§ **EXCERPT PROVIDED**
══════════════════════════════
The travel narrative in Luke, what the lectionary has been taking us through this summer, is about discipleship. It is Luke’s collections of teachings and events that the disciples learned from Jesus on His was to the cross, as He prepared them for their cross. The lesson this week was one of those “cool it down” moments. We’ve all gotten caught up in something in the past, and that new thing takes over your entire life. The younger you are the more open you are to that type of infatuation. Everything comes up roses.

The life of the disciple in this world is not roses. The grace of forgiveness and new life is heady, but there are some thorns. The biggest is probably the half completed nature of salvation. That is not the half completed nature of salvation to eyes with faith, but if you look at the cross without faith, it looks like a king who didn’t have enough troops. And that cross is the pattern of discipleship. Here, we follow the crucified one. We feel like we have 10,000 troops going against 20,000.
══════════════════════════════
§ **DATASET ENTRIES**
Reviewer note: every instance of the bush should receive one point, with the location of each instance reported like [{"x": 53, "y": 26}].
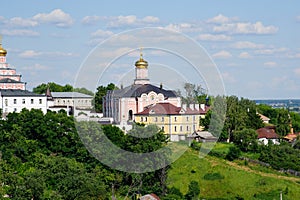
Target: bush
[
  {"x": 234, "y": 153},
  {"x": 213, "y": 176}
]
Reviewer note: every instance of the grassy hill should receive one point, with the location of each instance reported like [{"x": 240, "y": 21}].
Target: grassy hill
[{"x": 221, "y": 179}]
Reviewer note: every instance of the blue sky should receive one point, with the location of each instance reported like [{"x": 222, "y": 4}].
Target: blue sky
[{"x": 255, "y": 44}]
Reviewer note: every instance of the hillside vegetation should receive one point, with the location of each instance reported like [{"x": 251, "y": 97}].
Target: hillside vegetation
[{"x": 221, "y": 179}]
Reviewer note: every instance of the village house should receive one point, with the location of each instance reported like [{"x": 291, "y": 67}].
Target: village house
[{"x": 267, "y": 134}]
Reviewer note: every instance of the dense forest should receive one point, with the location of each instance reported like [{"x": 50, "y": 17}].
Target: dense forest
[{"x": 42, "y": 156}]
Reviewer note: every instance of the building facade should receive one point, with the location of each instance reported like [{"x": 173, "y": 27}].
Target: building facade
[
  {"x": 9, "y": 79},
  {"x": 16, "y": 100},
  {"x": 145, "y": 103},
  {"x": 121, "y": 105},
  {"x": 177, "y": 122}
]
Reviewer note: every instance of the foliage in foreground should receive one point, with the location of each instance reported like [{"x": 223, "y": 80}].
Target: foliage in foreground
[{"x": 42, "y": 157}]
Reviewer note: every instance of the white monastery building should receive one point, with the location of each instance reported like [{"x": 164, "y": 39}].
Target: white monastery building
[
  {"x": 122, "y": 104},
  {"x": 13, "y": 94},
  {"x": 145, "y": 103}
]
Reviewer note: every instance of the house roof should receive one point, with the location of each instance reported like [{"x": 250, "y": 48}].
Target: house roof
[
  {"x": 166, "y": 108},
  {"x": 161, "y": 109},
  {"x": 69, "y": 95},
  {"x": 138, "y": 89},
  {"x": 8, "y": 80},
  {"x": 264, "y": 118},
  {"x": 203, "y": 135},
  {"x": 291, "y": 137},
  {"x": 16, "y": 93},
  {"x": 267, "y": 132},
  {"x": 150, "y": 197}
]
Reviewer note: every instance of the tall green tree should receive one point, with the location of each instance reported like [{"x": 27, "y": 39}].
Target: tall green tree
[{"x": 246, "y": 140}]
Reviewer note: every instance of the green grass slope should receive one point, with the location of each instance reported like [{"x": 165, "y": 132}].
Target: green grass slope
[{"x": 221, "y": 179}]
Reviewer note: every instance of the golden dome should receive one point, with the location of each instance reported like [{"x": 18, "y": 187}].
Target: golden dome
[
  {"x": 141, "y": 63},
  {"x": 3, "y": 52}
]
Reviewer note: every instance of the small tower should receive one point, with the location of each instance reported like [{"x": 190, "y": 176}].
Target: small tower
[
  {"x": 141, "y": 71},
  {"x": 3, "y": 52}
]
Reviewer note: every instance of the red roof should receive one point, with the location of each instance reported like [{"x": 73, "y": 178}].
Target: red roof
[
  {"x": 267, "y": 132},
  {"x": 168, "y": 109}
]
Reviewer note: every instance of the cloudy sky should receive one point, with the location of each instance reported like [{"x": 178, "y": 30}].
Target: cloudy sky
[{"x": 254, "y": 44}]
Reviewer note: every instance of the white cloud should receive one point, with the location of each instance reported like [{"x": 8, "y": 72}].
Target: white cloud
[
  {"x": 222, "y": 54},
  {"x": 183, "y": 27},
  {"x": 246, "y": 28},
  {"x": 150, "y": 19},
  {"x": 57, "y": 17},
  {"x": 35, "y": 67},
  {"x": 270, "y": 51},
  {"x": 20, "y": 32},
  {"x": 245, "y": 55},
  {"x": 293, "y": 55},
  {"x": 101, "y": 33},
  {"x": 34, "y": 54},
  {"x": 130, "y": 20},
  {"x": 29, "y": 54},
  {"x": 227, "y": 77},
  {"x": 211, "y": 37},
  {"x": 121, "y": 21},
  {"x": 116, "y": 53},
  {"x": 246, "y": 45},
  {"x": 297, "y": 71},
  {"x": 220, "y": 19},
  {"x": 88, "y": 20},
  {"x": 20, "y": 22},
  {"x": 270, "y": 64}
]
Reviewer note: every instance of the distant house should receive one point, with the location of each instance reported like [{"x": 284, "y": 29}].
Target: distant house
[
  {"x": 202, "y": 136},
  {"x": 291, "y": 137},
  {"x": 72, "y": 102},
  {"x": 15, "y": 100},
  {"x": 267, "y": 134},
  {"x": 149, "y": 197},
  {"x": 264, "y": 118}
]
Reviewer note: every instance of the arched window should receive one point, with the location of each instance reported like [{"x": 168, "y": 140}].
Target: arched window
[{"x": 130, "y": 115}]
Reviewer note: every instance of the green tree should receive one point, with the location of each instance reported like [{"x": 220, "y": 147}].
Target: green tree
[
  {"x": 54, "y": 87},
  {"x": 245, "y": 139},
  {"x": 234, "y": 153}
]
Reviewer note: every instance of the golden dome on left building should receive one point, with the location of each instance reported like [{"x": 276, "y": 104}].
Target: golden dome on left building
[
  {"x": 141, "y": 63},
  {"x": 3, "y": 52}
]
══════════════════════════════
§ **TASK ITEM A**
According to the sermon excerpt, what is the travel narrative in Luke about?
§ **TASK ITEM B**
Which sentences in the sermon excerpt begin with the word "The"? List every one.
§ **TASK ITEM C**
Take the sermon on discipleship further, picking up from its last sentence.

§ **OUTPUT A**
Discipleship.

§ **OUTPUT B**
1. The travel narrative in Luke, what the lectionary has been taking us through this summer, is about discipleship.
2. The lesson this week was one of those “cool it down” moments.
3. The younger you are the more open you are to that type of infatuation.
4. The life of the disciple in this world is not roses.
5. The grace of forgiveness and new life is heady, but there are some thorns.
6. The biggest is probably the half completed nature of salvation.

§ **OUTPUT C**
Maybe it is just my phlematic german coming out, but I’ve never understood shiny-happy American Christianity. Sanctuaries that hid the cross, preachers that talked about wealth and prosperity, seven biblical secrets to a great life. I really throw any form of progressive-ism in the same boat. We’ve had 100 years of amazing progress in medicine and technology and what are the stats: higher rates of suicide, huge numbers on anti-depressants, shameful rates of incarceration and long-term unemployment. I’m not against “progress”. I liked being able to get my gall-bladder taken out and my youngest having surgery without great worry. These are blessings, but hold them in their place. The reality is life under the cross. Orthodoxy speaks reality better than anything I’ve heard. The cross does not preclude joy. For the joy that was set before him, he endured the cross (Heb 12:2). But the joy comes through the cross, not around it. Everything else seeks to avoid the cross, or deny it, or minimize it. The disciple embraces it. Not without understanding – count the costs – with understanding the disciple embraces the cross and the only solid foundation, even if it looks half built to those perishing.